[What is needed]: Resume the article below on the growth of the fuel cell industry, continuing from its final sentence.

Fuel cell industry growing, according to new reportSeptember 11, 2012
Fuel cell industry sees significant growth in 2011
The fuel cell industry has been gaining momentum over the past two years. Manufacturers are beginning to find success in various markets all over the world and new advances in fuel cell technology have made the energy systems more attractive. 2011 was the most successful year for the fuel cell industry, according to a new report from Fuel Cell Today. The report highlights the significant progress the fuel cell industry has seen in the realm of shipments and finances as well as the breakthroughs that have been made in fuel cell technology.
Report highlights shipments as sign of progress
The report, titled “Fuel Cell Industry Review 2012,” shows that annual fuel cell shipments in 2011 came in at 24,600. This represents a 39% growth compared to shipments made in 2010. Much of this growth is believed to be due to the rising demand for stationary energy systems. Fuel cells have come to establish themselves as one of the most capable stationary energy systems in the world. They have managed to grab the favor of companies around the globe, even despite their sometimes excessive cost and problems concerning efficiency.

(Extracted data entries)

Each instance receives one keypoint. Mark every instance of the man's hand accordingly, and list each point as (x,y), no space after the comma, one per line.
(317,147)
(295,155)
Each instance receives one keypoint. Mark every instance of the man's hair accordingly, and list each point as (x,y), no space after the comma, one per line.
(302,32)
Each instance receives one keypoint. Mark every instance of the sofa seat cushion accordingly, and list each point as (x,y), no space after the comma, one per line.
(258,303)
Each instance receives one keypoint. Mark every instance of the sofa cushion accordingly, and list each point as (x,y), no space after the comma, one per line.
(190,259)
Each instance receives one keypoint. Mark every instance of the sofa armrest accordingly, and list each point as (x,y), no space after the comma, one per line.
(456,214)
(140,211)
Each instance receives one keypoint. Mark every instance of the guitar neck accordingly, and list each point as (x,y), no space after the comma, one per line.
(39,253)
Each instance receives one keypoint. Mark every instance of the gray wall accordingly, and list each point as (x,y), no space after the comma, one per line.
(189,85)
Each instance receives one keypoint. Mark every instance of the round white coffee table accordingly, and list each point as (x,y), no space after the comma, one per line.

[Expected answer]:
Stationary energy systems in high demand
In the report, Fuel Cell Today forecasts that fuel cell shipments will continue to grow, with the fuel cell industry seeing significant financial success as a result. The report suggests that in 2012 more growth will be driven by the portable fuel cell sector. The fuel cell industry has begun developing energy systems that are mobile rather than stationary. These energy systems have already proven powerful in military applications, but could also be used as power sources for mobile electronics, such as laptops and smart phones.
Profitability may be on the horizon for fuel cell industry
As fuel cells become more advances and popular, some companies in the fuel cell industry may soon claim profitability. Profitability has eluded the fuel cell industry for several years. Typically, the cost of manufacturing these energy systems outweighs the returns the industry sees. The research and development of new fuel cell technology, though also a costly endeavor, seems to be paving the way to profitability for some companies.